*** Begin section ***

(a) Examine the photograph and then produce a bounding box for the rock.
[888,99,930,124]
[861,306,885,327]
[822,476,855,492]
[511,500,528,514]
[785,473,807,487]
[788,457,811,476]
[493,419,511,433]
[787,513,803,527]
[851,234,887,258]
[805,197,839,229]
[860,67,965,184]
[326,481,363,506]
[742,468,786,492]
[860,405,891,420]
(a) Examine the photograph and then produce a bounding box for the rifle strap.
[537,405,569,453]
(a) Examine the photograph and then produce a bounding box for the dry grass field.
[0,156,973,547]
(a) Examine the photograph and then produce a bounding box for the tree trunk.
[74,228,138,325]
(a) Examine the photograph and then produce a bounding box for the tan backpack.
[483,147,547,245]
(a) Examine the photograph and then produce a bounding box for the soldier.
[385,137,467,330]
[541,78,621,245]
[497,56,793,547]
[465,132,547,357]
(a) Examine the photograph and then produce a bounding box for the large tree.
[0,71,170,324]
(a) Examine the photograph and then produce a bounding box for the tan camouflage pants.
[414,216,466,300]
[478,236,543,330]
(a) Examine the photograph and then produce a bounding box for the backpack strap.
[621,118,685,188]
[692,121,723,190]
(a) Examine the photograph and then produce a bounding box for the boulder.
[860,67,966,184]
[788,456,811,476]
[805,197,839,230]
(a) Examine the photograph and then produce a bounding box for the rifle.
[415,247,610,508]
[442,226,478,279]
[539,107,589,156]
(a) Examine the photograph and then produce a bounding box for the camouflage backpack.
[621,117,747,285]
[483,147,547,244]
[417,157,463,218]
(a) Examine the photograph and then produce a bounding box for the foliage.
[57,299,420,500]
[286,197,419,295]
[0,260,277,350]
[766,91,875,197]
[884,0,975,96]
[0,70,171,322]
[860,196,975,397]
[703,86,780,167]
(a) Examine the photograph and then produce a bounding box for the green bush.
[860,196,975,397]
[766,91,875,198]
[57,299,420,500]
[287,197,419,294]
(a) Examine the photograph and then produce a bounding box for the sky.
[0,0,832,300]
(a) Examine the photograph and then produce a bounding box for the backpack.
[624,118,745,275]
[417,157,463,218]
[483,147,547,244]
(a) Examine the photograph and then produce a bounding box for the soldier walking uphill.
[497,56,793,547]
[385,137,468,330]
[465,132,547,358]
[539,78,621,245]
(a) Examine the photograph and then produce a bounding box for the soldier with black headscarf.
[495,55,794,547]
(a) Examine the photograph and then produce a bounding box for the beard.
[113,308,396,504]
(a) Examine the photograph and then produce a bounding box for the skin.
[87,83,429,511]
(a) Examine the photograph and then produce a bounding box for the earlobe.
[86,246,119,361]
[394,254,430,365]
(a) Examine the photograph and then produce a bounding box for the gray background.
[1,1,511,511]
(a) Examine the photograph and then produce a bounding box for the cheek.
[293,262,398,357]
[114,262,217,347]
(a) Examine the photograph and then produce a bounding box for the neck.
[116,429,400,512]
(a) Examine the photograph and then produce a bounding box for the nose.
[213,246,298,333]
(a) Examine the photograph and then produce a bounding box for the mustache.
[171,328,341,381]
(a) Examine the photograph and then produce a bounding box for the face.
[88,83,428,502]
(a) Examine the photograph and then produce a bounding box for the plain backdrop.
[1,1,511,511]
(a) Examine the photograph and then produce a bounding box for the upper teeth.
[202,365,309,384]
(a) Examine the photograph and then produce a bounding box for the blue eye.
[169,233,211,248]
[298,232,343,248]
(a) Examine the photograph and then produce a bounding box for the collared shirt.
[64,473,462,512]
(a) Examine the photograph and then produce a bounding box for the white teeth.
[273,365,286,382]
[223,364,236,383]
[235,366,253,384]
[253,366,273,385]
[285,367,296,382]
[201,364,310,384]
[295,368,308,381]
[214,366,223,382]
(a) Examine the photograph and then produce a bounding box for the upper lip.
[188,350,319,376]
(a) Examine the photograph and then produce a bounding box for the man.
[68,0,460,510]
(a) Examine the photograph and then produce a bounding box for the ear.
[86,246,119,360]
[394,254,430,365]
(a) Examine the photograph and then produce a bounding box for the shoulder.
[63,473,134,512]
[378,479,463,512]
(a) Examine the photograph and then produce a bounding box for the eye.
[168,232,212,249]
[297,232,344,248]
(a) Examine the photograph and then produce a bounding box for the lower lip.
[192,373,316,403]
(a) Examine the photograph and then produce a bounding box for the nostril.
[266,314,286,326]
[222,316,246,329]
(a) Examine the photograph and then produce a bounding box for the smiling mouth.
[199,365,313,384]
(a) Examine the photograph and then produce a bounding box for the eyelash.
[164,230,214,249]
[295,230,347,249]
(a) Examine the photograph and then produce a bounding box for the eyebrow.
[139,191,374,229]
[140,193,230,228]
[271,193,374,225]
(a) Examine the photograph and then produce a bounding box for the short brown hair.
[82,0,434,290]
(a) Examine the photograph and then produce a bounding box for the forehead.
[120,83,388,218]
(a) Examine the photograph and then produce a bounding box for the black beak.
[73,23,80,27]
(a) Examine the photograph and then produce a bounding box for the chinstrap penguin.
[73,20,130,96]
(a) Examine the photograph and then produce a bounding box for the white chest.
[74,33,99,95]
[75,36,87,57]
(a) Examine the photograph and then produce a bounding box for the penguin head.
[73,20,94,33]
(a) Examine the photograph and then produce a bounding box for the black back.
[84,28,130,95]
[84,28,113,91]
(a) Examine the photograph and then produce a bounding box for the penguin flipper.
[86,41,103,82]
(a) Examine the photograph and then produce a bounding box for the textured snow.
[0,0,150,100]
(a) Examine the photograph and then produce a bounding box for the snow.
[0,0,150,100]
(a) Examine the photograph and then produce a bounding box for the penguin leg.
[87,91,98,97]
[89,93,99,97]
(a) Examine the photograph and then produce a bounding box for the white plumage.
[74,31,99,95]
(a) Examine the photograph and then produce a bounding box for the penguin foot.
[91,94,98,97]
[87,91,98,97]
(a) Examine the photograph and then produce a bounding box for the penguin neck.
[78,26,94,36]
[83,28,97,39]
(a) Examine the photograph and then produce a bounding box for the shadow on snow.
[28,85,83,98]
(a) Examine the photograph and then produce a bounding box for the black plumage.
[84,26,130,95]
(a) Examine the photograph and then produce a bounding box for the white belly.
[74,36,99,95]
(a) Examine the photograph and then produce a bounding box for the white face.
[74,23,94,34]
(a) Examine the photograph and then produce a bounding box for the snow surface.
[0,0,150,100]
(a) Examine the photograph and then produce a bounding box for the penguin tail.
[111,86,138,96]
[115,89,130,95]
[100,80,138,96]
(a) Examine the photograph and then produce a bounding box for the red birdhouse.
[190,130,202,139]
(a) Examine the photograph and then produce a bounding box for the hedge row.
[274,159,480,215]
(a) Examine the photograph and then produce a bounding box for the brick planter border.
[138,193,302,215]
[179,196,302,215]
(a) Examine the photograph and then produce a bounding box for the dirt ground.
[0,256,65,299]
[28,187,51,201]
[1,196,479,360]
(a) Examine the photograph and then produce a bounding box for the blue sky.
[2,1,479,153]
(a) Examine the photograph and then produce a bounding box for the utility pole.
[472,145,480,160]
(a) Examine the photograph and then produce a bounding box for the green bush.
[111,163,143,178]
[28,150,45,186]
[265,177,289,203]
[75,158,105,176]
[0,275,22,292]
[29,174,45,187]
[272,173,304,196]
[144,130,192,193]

*** End section ***

= Exercise =
All of the data is to be transcribed exactly as written.

= Written answer =
(a) Examine the photograph and then produce a bounding box for the rock.
[888,99,930,124]
[861,306,885,327]
[822,476,855,492]
[511,500,528,514]
[785,473,807,487]
[788,457,811,476]
[493,419,511,433]
[787,513,803,527]
[851,234,887,258]
[805,197,839,229]
[860,67,965,184]
[326,481,363,506]
[742,468,786,492]
[860,405,891,420]
(a) Examine the photograph and then produce a bounding box for the rifle strap.
[537,405,569,453]
(a) Examine the photograph and then produce a bounding box for the dry grass field.
[0,156,973,547]
(a) Examine the photograph and then produce a bounding box for the tree trunk.
[74,228,138,325]
(a) Examine the photograph and then produce a bounding box for the tan backpack.
[483,147,547,245]
(a) Examine the photograph and then produce a bounding box for the soldier.
[385,137,467,330]
[541,78,621,245]
[497,56,793,547]
[465,132,547,357]
(a) Examine the photograph and then produce a bounding box for the large tree.
[0,71,170,324]
(a) Examine the photograph and then produce a bounding box for the tan camouflage pants.
[414,216,466,300]
[478,236,543,330]
(a) Examine the photograph and then produce a bounding box for the backpack strap.
[621,118,685,188]
[692,121,723,190]
(a) Examine the photograph and then produce a bounding box for the boulder.
[860,67,966,184]
[788,456,811,476]
[805,197,839,230]
(a) Examine the photograph and then produce a bounding box for the rifle.
[415,247,610,508]
[442,226,478,279]
[539,107,589,156]
(a) Examine the photograph and then produce a bounding box for the camouflage backpack.
[621,117,747,285]
[483,147,547,244]
[417,157,463,218]
(a) Examine the photograph and then produce a bounding box for the foliage.
[57,299,420,500]
[286,197,419,295]
[0,260,277,350]
[766,91,875,197]
[884,0,975,96]
[0,70,171,322]
[860,196,975,397]
[703,86,780,167]
(a) Examine the photograph and then produce a bounding box for the green bush.
[860,196,975,397]
[766,91,875,198]
[57,299,420,500]
[287,197,419,294]
(a) Examine the photograph and then produce a bounding box for the sky.
[0,0,832,300]
(a) Examine the photograph and then produce a bounding box for the backpack.
[624,118,745,275]
[417,157,463,218]
[483,147,547,244]
(a) Examine the photograph and then produce a bounding box for the soldier walking uphill.
[497,56,793,547]
[385,137,468,330]
[465,132,547,358]
[539,78,621,245]
(a) Examine the photograph and then produce a bounding box for the soldier with black headscarf.
[495,55,794,547]
(a) Examine the photograph and then produce a bounding box for the beard.
[113,308,396,504]
(a) Examine the photograph and then produce a bounding box for the skin.
[87,83,429,511]
(a) Examine the photograph and then produce a bounding box for the earlobe.
[86,246,119,361]
[394,254,430,365]
(a) Examine the photograph and then produce a bounding box for the gray background.
[1,1,511,511]
(a) Examine the photograph and then produce a bounding box for the cheek.
[293,262,398,357]
[114,262,217,347]
(a) Examine the photograph and then produce a bounding box for the neck.
[116,429,400,512]
(a) Examine the photograph and then produce a bounding box for the nose.
[213,246,298,333]
(a) Examine the photograph and then produce a bounding box for the mustache.
[171,328,341,381]
(a) Examine the photograph and then produce a bounding box for the face.
[88,83,428,502]
(a) Examine the photograph and then produce a bounding box for the plain backdrop.
[1,1,511,511]
(a) Examine the photograph and then produce a bounding box for the upper teeth.
[202,365,309,384]
(a) Examine the photograph and then produce a bounding box for the blue eye.
[169,233,211,248]
[298,232,343,248]
(a) Examine the photograph and then produce a bounding box for the collared shirt.
[64,473,462,512]
(a) Examine the photograph and then produce a bounding box for the white teeth.
[273,365,286,382]
[223,364,236,383]
[235,366,253,384]
[253,366,273,385]
[285,367,296,382]
[201,364,310,384]
[295,368,308,381]
[214,366,223,382]
(a) Examine the photograph and then produce a bounding box for the upper lip.
[188,350,319,376]
(a) Examine the photograph and then produce a bounding box for the man.
[68,0,460,510]
(a) Examine the photograph and then produce a bounding box for the ear.
[86,246,119,360]
[394,254,430,365]
(a) Examine the photograph and then produce a bounding box for the shoulder.
[63,473,134,512]
[378,479,463,512]
(a) Examine the photograph and then produce a bounding box for the eye.
[168,232,212,249]
[297,232,344,248]
(a) Examine the photograph and then produce a bounding box for the lower lip.
[192,373,316,403]
(a) Examine the photograph and then produce a bounding box for the nostril.
[266,314,286,326]
[222,316,246,329]
(a) Examine the photograph and then produce a bounding box for the smiling mouth.
[199,365,313,384]
(a) Examine the photograph and then produce a bounding box for the eyelash.
[164,230,214,249]
[295,230,347,249]
(a) Examine the photograph and then produce a bounding box for the eyebrow.
[139,191,374,229]
[140,193,230,228]
[271,193,374,225]
(a) Examine the photograph and then produce a bounding box for the short brown hair.
[82,0,434,290]
(a) Examine the photograph and then produce a bounding box for the forehead.
[120,83,388,218]
(a) Examine the photograph and then produce a bounding box for the black beak.
[73,23,80,27]
(a) Examine the photograph and then produce a bounding box for the chinstrap penguin.
[73,20,130,96]
(a) Examine the photograph and then produce a bounding box for the white chest.
[74,33,99,95]
[75,36,87,57]
(a) Examine the photograph and then produce a bounding box for the penguin head.
[73,20,94,33]
(a) Examine the photograph and then produce a bounding box for the black back.
[84,28,130,95]
[84,28,113,91]
(a) Examine the photograph and then produce a bounding box for the penguin flipper.
[86,41,103,82]
(a) Examine the photograph and then produce a bounding box for the textured snow.
[0,0,150,100]
(a) Examine the photograph and then produce a bounding box for the snow.
[0,0,150,100]
(a) Examine the photograph and then produce a bounding box for the penguin leg.
[87,91,98,97]
[89,93,99,97]
(a) Examine the photograph and then produce a bounding box for the white plumage.
[74,31,99,95]
(a) Examine the photograph and then produce a bounding box for the penguin foot.
[91,94,98,97]
[87,91,98,97]
(a) Examine the photograph and then produce a bounding box for the penguin neck.
[78,26,94,36]
[83,28,97,39]
(a) Examine the photograph and then produce a bounding box for the shadow on snow.
[28,85,83,98]
(a) Examine the photograph and then produce a bounding box for the black plumage.
[84,26,130,95]
(a) Examine the photograph and then produce a bounding box for the white belly.
[74,36,99,95]
(a) Examine the photograph and then produce a bounding box for the white face.
[74,23,94,34]
(a) Examine the photograph and then produce a bounding box for the snow surface.
[0,0,150,100]
(a) Examine the photograph and then produce a bounding box for the penguin tail.
[111,86,138,96]
[115,89,130,95]
[100,80,138,96]
(a) Examine the photograph and then produce a bounding box for the red birdhouse.
[190,130,202,139]
(a) Examine the photograph and then produce a bounding box for the hedge row.
[274,159,480,215]
(a) Examine the photograph and then produce a bounding box for the brick planter border.
[138,193,302,215]
[179,196,302,215]
(a) Examine the photograph and then produce a bounding box for the dirt ground.
[0,256,65,299]
[28,187,51,201]
[1,196,479,360]
(a) Examine the photograph and then produce a bounding box for the blue sky.
[2,1,479,153]
(a) Examine the photograph and then produce a bounding box for the utility pole.
[472,145,480,160]
(a) Examine the photograph and then produce a bounding box for the green bush.
[111,163,143,178]
[28,150,45,186]
[265,177,289,203]
[75,158,105,176]
[0,275,22,292]
[29,174,45,187]
[272,173,304,196]
[144,130,192,193]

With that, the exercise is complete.